» **PROBLEM TO SOLVE**
Which of the lines in the data mention the string "cutting"? List them all.

(Saved entries)
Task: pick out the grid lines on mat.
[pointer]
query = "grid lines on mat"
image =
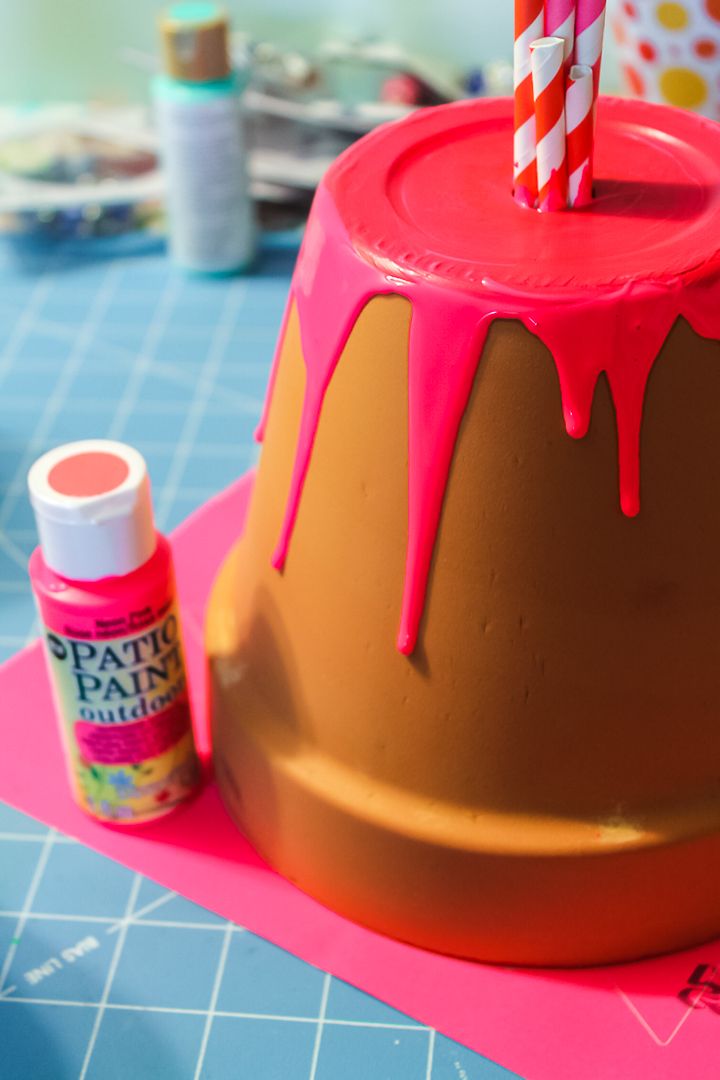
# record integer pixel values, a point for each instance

* * *

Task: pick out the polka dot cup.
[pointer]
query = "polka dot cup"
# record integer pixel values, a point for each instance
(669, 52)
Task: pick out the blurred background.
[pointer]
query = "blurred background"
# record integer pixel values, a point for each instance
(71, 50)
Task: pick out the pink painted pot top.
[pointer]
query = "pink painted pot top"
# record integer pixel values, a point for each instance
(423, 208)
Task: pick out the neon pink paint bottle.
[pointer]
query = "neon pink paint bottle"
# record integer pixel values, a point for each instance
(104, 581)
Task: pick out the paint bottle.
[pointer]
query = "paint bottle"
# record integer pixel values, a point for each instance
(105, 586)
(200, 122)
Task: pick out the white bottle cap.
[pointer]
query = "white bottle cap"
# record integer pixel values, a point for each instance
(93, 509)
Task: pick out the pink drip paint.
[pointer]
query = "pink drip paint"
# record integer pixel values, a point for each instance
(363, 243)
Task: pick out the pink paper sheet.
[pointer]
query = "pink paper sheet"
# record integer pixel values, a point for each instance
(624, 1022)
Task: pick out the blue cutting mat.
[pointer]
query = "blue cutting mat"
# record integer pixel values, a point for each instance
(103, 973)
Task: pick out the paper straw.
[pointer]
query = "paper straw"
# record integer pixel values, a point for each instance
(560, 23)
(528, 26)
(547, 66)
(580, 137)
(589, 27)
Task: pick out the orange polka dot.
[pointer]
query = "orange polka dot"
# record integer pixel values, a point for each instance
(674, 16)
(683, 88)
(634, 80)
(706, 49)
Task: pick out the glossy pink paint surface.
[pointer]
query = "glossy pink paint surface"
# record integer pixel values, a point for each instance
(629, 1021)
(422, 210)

» **PROBLEM SOLUTION**
Task: pick out the blue cutting mat.
query = "blue cutting mat"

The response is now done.